> _CONSIGNE 1_
Citez la critique consacrée à Hunter Rose et au Shadow, en commençant par « Le charme vénéneux » et en poursuivant jusqu'à « les années 1930. ».

> _TEXTE_
>>>>>
Le charme vénéneux d'Hunter rose est intact.

Il s'agit d'une histoire complète en 1 seul tome. Celui-ci comprend les 3 épisodes parus mensuellement en 2014, écrits, dessinés et encrés par Matt Wagner (le créateur de Grendel), et mis en couleurs Brennan Wagner. Ce tome a été co-publié par Dark Horse (éditeur de Grendel depuis plusieurs années) et Dynamite (détenteur de la licence du Shadow, également depuis plusieurs années).


En 1931 ou 1932, lors d'une intervention éclair du Shadow sur le port de New York, un objet d'art passé en contrebande tombe à l'eau. Des années plus tard, des marchands peu scrupuleux l'ont récupéré et le vendent à Hunter Rose. Ce vase contient un parchemin que Rose lit à haute voix, et le voilà transporté dans les années 1930.


La prohibition ne se termine que dans quelques mois, et une guerre de successions s'apprête à éclater à New York, entre les 7 plus grandes familles du crime organisé. Hunter Rose y voit une belle occasion pour s'installer. Le Shadow y voit une obligation pour éviter que cette guerre ne dégénère en fusillades ouvertes dans les rues.


Matt Wagner a créé le personnage de Grendel (Hunter Rose) au début des années 1980 ; il apparaît pour la première fois dans Devil by the deed (1984-1986). Il s'agit d'un génie à l'enfance difficile qui voit le monde comme son aire de jeux. Pour combattre l'ennui d'un monde médiocre, il mène une double vie d'écrivain mondain, et de génie du crime organisé. Les récits mettant en scène Hunter Rose ont été réédités dans Grendel Omnibus Volume 1: Hunter Rose, y compris le dernier en date Behold the Devil (2007/2008). Ce même personnage avait déjà bénéficié d'un crossover avec Batman, toujours réalisé par Matt Wagner : Batman/Grendel.


Le Shadow (Lamont Cranston / Kent Allard) est un personnage issu des pulps, créé en 1930 comme hôte radiophonique, puis développé comme personnage dans une série de romans écrits par Walter B. Gibson, à partir de 1939. Il a bénéficié de nombreuses adaptations en comics, dont une réalisée par Howard Chaykin (Blood and Judgement) et une autre série écrite par Andy Helfer dessinée par Bill Sienkiewicz, puis Kyle Baker (Shadow Master series Volume 1 et suivants). Matt Wagner a même écrit The Shadow: Year One (dessins de Wilfredo Torres).


Depuis plusieurs années, Matt Wagner s'était spécialisé dans l'écriture d'histoire pour proto-superhéros : The Shadow donc, mais aussi Green Hornet, et Zorro (voir Tales of the fox). À un premier niveau, Matt Wagner raconte une histoire de gangsters bien troussée, avec l'ascension d'un nouveau chef aussi mystérieux que charismatique, et un redresseur de tort au caractère obsessionnel et aux méthodes définitives.


Matt Wagner maîtrise les conventions du genre et les utilise avec pertinence. Hunter Rose est irrésistible en écrivain séducteur, dont le livre "Gomorrah highway" vient juste de sortir. Grendel est toujours aussi glaçant du fait du dédain avec lequel il transperce ses ennemis avec sa fourche bifide. Il se déplace avec grâce, réalise des cabrioles un peu démonstratives. Le Shadow dispose d'un langage corporel plus raide, et de convictions morales très arrêtées. Il utilise son identité de Lamont Cranston comme Batman utilise celle de Bruce Wayne, uniquement à des fins utilitaires.
<<<<<
(Enregistrements d'étiquetage de régions)
>>>>>
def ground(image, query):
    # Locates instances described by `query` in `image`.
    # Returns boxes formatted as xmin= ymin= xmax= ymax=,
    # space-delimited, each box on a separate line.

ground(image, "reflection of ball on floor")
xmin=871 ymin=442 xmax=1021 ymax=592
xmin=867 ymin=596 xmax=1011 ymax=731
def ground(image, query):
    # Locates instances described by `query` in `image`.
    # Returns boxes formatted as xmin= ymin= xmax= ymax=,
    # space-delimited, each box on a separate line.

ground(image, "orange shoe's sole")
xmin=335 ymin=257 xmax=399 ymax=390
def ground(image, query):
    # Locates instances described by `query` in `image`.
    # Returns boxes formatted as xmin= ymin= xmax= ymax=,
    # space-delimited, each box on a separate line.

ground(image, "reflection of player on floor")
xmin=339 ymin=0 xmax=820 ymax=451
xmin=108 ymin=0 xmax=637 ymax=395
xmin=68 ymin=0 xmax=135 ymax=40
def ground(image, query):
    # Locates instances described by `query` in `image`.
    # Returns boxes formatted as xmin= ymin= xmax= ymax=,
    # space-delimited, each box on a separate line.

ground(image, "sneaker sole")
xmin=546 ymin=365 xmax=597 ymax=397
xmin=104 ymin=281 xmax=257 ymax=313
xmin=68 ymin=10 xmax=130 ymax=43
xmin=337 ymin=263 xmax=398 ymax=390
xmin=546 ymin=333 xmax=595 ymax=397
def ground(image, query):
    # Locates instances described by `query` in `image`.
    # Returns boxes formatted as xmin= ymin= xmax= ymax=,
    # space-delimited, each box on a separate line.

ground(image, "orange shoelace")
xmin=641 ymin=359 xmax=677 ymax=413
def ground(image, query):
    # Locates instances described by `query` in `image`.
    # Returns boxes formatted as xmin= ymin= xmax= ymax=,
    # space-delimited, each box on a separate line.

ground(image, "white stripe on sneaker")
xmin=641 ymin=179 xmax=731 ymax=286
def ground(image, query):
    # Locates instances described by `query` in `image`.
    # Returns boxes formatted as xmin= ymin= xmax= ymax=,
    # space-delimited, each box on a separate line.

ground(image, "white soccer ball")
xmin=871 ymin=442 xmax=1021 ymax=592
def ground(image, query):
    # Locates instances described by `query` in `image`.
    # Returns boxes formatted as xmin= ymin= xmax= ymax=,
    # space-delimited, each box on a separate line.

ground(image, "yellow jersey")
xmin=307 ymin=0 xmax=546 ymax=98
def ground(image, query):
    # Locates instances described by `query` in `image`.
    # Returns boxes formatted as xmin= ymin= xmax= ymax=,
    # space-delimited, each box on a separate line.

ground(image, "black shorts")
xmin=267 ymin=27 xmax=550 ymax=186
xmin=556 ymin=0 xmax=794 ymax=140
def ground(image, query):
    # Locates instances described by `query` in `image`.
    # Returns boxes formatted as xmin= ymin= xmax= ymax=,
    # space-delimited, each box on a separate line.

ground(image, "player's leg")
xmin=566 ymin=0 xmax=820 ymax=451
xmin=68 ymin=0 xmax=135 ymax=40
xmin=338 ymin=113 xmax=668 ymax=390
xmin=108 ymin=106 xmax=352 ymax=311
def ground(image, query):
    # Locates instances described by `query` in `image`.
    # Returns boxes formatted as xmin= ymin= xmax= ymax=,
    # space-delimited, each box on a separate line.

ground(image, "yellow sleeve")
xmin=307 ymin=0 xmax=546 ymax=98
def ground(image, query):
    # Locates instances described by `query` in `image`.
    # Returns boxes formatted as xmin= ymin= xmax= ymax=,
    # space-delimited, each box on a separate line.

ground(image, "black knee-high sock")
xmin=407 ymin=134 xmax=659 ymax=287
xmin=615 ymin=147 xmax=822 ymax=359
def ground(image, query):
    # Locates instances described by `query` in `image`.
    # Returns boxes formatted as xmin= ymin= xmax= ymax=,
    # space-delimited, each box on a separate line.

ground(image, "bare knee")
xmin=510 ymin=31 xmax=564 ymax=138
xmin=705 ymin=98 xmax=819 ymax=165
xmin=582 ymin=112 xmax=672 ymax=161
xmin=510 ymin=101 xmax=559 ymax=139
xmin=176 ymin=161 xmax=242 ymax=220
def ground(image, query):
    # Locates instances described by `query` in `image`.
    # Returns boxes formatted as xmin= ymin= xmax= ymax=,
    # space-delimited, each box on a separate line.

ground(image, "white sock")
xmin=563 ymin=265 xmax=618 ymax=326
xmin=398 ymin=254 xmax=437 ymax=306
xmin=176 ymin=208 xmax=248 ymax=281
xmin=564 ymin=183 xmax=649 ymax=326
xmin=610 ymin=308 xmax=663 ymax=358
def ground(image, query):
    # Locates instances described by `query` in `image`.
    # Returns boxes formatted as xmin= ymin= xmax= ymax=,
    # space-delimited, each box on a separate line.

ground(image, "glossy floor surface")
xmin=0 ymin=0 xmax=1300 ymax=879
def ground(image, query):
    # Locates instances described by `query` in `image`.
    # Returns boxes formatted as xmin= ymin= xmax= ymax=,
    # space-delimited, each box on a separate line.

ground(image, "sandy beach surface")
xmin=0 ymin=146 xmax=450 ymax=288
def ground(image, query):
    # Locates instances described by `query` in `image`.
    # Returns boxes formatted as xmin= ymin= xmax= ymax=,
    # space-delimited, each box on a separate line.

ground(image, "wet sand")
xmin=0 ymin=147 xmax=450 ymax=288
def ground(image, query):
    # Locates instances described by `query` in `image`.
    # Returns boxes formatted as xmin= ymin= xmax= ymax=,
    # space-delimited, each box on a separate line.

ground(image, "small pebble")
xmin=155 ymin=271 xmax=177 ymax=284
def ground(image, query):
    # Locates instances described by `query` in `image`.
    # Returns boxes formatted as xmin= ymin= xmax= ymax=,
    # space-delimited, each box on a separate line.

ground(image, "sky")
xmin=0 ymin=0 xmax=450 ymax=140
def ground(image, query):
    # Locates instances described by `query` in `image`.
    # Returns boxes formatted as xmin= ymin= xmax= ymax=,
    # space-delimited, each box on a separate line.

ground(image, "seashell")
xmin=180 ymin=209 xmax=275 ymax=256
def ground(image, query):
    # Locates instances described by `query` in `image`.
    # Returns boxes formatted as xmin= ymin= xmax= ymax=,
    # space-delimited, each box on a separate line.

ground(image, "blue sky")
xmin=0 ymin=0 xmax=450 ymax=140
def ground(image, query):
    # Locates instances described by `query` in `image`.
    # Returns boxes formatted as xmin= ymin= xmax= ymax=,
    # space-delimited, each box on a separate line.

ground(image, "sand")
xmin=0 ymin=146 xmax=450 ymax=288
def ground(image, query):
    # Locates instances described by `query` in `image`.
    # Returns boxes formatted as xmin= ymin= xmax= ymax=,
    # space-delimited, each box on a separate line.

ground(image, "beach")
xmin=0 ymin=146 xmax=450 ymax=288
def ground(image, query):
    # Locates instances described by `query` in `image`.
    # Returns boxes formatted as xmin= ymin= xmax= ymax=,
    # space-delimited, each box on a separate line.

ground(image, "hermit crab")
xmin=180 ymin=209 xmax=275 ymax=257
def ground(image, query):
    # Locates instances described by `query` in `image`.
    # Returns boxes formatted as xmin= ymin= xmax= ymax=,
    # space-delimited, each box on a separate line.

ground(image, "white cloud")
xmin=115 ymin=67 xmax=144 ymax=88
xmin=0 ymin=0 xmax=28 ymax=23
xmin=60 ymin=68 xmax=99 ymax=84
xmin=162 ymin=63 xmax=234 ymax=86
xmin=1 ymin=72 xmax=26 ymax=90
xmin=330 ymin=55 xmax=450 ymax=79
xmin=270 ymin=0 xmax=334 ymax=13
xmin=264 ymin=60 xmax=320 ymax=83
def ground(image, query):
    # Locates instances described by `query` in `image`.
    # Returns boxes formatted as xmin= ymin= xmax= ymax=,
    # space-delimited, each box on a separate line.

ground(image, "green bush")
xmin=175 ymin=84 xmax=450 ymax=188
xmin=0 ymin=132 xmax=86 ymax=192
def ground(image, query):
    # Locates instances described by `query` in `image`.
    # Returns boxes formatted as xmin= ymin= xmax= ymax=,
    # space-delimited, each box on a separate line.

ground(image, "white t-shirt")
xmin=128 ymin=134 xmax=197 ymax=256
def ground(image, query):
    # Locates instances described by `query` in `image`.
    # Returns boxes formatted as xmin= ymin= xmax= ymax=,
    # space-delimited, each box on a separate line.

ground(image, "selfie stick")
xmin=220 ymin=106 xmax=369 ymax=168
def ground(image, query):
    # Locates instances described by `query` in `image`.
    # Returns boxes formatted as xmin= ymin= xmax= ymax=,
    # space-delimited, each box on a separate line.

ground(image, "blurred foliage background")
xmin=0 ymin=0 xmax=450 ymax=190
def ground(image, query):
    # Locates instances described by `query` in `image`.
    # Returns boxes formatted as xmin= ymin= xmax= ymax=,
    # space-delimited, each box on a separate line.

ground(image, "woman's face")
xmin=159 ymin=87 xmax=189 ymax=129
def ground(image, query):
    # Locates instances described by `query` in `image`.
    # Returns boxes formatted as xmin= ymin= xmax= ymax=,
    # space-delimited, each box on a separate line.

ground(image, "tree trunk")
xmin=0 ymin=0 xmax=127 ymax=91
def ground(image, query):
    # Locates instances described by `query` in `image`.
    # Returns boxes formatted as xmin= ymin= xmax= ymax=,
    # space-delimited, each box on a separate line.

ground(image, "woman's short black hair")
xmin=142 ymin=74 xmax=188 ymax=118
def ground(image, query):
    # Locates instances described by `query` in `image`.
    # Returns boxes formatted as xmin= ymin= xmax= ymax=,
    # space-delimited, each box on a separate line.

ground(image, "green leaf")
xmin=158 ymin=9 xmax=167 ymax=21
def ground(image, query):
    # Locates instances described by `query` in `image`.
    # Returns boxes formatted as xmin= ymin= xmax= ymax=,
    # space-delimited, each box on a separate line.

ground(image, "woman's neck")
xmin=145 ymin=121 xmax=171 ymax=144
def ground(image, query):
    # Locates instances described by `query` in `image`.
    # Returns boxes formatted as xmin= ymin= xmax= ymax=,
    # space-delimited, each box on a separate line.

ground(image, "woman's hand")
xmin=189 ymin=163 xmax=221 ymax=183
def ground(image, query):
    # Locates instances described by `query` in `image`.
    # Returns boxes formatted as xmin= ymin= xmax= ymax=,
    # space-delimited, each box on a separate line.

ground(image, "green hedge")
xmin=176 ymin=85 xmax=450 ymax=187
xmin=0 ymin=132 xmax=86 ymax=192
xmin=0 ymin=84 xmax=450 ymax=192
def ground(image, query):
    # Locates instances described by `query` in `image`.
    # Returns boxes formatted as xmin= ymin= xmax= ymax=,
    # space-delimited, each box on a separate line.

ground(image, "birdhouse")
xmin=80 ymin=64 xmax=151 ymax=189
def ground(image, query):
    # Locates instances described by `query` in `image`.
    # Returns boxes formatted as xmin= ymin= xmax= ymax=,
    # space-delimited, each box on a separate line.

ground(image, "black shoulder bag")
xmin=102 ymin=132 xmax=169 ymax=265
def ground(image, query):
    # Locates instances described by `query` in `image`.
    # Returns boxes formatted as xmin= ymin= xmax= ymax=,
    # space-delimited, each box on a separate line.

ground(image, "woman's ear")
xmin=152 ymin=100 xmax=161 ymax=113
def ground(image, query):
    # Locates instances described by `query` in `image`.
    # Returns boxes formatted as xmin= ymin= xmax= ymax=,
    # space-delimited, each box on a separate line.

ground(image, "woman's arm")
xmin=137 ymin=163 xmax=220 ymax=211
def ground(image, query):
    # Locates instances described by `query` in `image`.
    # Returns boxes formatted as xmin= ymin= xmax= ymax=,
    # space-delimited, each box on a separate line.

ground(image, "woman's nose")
<<<<<
> _CONSIGNE 2_
Relevez chaque ligne du listing contenant la chaîne « black ». La casse compte.

> _RÉPONSE 1_
Le charme vénéneux d'Hunter rose est intact.

Il s'agit d'une histoire complète en 1 seul tome. Celui-ci comprend les 3 épisodes parus mensuellement en 2014, écrits, dessinés et encrés par Matt Wagner (le créateur de Grendel), et mis en couleurs Brennan Wagner. Ce tome a été co-publié par Dark Horse (éditeur de Grendel depuis plusieurs années) et Dynamite (détenteur de la licence du Shadow, également depuis plusieurs années).


En 1931 ou 1932, lors d'une intervention éclair du Shadow sur le port de New York, un objet d'art passé en contrebande tombe à l'eau. Des années plus tard, des marchands peu scrupuleux l'ont récupéré et le vendent à Hunter Rose. Ce vase contient un parchemin que Rose lit à haute voix, et le voilà transporté dans les années 1930.

> _RÉPONSE 2_
ground(image, "black shorts")
ground(image, "black knee-high sock")
ground(image, "woman's short black hair")
ground(image, "black shoulder bag")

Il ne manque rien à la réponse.